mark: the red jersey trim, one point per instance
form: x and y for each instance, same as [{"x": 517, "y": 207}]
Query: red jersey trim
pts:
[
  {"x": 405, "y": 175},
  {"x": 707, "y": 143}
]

What to do: Put the lines above into a JSON list of strings, one string per line, skipping any blank lines.

Final answer:
[
  "mark: the red jersey trim, one point per instance",
  "form: x and y for each instance, same as [{\"x\": 517, \"y\": 207}]",
  "Query: red jersey trim",
  "pts:",
  "[",
  "  {\"x\": 405, \"y\": 175},",
  "  {\"x\": 707, \"y\": 143}",
  "]"
]